:: Exercise data ::

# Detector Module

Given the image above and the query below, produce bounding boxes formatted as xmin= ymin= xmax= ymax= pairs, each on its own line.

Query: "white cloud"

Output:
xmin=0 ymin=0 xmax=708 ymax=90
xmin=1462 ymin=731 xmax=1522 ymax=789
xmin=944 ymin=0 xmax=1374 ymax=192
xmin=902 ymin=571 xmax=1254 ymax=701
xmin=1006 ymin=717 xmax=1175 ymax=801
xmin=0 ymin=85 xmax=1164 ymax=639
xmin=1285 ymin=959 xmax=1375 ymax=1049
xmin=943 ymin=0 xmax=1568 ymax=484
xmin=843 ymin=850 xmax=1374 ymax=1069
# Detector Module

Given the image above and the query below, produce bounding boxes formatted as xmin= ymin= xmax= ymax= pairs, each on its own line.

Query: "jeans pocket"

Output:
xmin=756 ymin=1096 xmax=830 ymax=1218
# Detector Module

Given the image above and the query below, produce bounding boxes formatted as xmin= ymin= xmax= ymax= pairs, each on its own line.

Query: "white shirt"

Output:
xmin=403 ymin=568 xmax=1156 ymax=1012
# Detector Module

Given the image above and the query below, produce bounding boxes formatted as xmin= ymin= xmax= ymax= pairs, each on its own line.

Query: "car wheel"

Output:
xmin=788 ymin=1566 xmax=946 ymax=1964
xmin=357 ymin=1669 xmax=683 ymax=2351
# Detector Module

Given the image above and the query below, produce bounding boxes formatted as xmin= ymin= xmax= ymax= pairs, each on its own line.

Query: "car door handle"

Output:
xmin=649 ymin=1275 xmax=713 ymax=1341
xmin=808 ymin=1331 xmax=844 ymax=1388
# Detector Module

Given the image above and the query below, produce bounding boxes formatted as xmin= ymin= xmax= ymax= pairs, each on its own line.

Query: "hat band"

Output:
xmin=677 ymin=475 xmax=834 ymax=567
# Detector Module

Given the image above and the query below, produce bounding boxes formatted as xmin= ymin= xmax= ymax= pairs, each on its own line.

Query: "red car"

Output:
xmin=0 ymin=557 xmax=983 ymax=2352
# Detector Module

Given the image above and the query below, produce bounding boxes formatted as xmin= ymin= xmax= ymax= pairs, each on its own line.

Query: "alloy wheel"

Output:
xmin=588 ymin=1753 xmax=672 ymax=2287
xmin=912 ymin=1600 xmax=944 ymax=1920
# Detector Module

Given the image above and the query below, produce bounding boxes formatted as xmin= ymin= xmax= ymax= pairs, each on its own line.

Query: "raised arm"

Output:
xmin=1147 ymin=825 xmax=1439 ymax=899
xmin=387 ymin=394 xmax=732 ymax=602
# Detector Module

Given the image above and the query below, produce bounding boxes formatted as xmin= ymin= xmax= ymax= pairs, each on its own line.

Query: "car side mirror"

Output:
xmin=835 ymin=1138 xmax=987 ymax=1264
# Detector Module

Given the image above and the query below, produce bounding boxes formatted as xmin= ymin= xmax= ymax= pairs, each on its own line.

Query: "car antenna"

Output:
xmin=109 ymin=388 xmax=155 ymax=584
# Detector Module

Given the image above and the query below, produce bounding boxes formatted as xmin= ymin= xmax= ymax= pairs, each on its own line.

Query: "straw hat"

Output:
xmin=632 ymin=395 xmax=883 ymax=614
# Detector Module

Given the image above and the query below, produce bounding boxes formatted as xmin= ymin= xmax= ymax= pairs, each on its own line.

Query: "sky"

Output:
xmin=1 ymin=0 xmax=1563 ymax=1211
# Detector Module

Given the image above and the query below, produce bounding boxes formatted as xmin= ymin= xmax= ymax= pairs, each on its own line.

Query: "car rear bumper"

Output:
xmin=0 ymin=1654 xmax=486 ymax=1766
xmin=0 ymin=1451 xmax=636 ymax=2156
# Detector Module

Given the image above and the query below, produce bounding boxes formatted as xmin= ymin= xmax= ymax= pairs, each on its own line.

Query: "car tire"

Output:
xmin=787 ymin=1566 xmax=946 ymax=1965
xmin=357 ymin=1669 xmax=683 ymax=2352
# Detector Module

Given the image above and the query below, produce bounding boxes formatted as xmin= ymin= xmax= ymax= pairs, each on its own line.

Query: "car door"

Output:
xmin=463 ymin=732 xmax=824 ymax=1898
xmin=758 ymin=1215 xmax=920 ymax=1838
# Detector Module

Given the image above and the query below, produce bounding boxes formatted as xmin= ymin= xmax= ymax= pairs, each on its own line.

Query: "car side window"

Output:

:::

#### [Task statement]
The complete material above is to be retyped word for word.

#### [Your solution]
# Detector Module

Given the image above and the query below, produce bounding boxes formatted as xmin= ymin= xmax= ymax= pairs, each on its own line.

Query: "white cloud"

Output:
xmin=0 ymin=0 xmax=708 ymax=90
xmin=1462 ymin=731 xmax=1522 ymax=789
xmin=944 ymin=0 xmax=1374 ymax=192
xmin=902 ymin=571 xmax=1254 ymax=701
xmin=1006 ymin=717 xmax=1175 ymax=801
xmin=0 ymin=85 xmax=1164 ymax=639
xmin=1285 ymin=959 xmax=1375 ymax=1049
xmin=943 ymin=0 xmax=1568 ymax=484
xmin=843 ymin=850 xmax=1374 ymax=1069
# Detector Module

Given the image above and the query below, produce bounding boxes formatted as xmin= ymin= xmax= ymax= pairs, each on its own line.

Query: "jeans pocket"

Output:
xmin=756 ymin=1096 xmax=830 ymax=1218
# Detector Module

Given the image above and the query below, produce bounding boxes formatted as xmin= ymin= xmax= ymax= pairs, each on its own line.

Query: "white shirt"

Output:
xmin=403 ymin=568 xmax=1156 ymax=1012
# Detector Module

Given the image above and the query below, produce bounding boxes formatted as xmin= ymin= xmax= ymax= pairs, each on its own line.

Query: "car wheel"

Output:
xmin=788 ymin=1566 xmax=946 ymax=1964
xmin=357 ymin=1669 xmax=683 ymax=2351
# Detector Module

Given the image above and the query below, produce bounding boxes formatted as xmin= ymin= xmax= ymax= pairs, each on its own line.

Query: "car door handle"

Output:
xmin=649 ymin=1275 xmax=713 ymax=1341
xmin=808 ymin=1331 xmax=844 ymax=1388
# Detector Module

Given the image above and the query below, produce bounding boxes formatted as xmin= ymin= xmax= ymax= pairs, each on its own line.

Query: "hat band"

Output:
xmin=677 ymin=475 xmax=834 ymax=567
# Detector Module

Given the image above and the query below, produce bounding boxes formatted as xmin= ymin= xmax= ymax= pairs, each on its own line.

Query: "red car"

Output:
xmin=0 ymin=557 xmax=983 ymax=2352
# Detector Module

Given the image above and the query below, produce bounding boxes formatted as xmin= ymin= xmax= ymax= pairs, each on its own line.

Query: "alloy wheel"

Output:
xmin=588 ymin=1753 xmax=672 ymax=2287
xmin=912 ymin=1600 xmax=944 ymax=1920
# Detector Module

Given the image above and the query below, produce bounding boxes formatted as xmin= ymin= xmax= ymax= pairs, each on its own line.

Query: "raised arm"

Output:
xmin=1147 ymin=825 xmax=1439 ymax=899
xmin=387 ymin=394 xmax=732 ymax=602
# Detector Module

Given the image above and the query below, produce bounding boxes formatted as xmin= ymin= xmax= ymax= pairs, each on its own line.

Query: "car side mirror"

Output:
xmin=835 ymin=1138 xmax=987 ymax=1264
# Detector Module

Given the image above and the query below, produce bounding boxes formatted as xmin= ymin= xmax= ymax= pairs, each on its own line.

Query: "car antenna"

Output:
xmin=109 ymin=388 xmax=155 ymax=584
# Detector Module

Given the image above and the query below, produce bounding boxes formatted as xmin= ymin= xmax= ymax= pairs, each on its own line.

Query: "straw hat"

Output:
xmin=632 ymin=395 xmax=883 ymax=614
# Detector Module

Given the image above and the query below, produce bounding boxes formatted as xmin= ymin= xmax= ymax= pairs, each on its own line.

Query: "sky"

Output:
xmin=1 ymin=0 xmax=1563 ymax=1211
# Detector Module

Given the image above and the query below, produce bounding boxes formatted as xmin= ymin= xmax= ymax= pairs, each on its own line.

Query: "car rear bumper"

Output:
xmin=0 ymin=1654 xmax=486 ymax=1766
xmin=0 ymin=1451 xmax=636 ymax=2156
# Detector Module

Given the image above and the query below, produce bounding boxes formatted as xmin= ymin= xmax= ymax= pairs, each on its own line.

Query: "car tire"

Output:
xmin=787 ymin=1566 xmax=946 ymax=1965
xmin=357 ymin=1669 xmax=683 ymax=2352
# Detector Module

Given the image above and the query below, produce bounding boxes formatted as xmin= ymin= xmax= ymax= pairs, each on its own line.

Query: "car door"

Output:
xmin=463 ymin=732 xmax=824 ymax=1898
xmin=758 ymin=1215 xmax=920 ymax=1838
# Detector Module

Given the image above and the query below, produce bounding boxes formatted as xmin= ymin= xmax= ymax= pairs, each on its own line.

Query: "car side window"

Output:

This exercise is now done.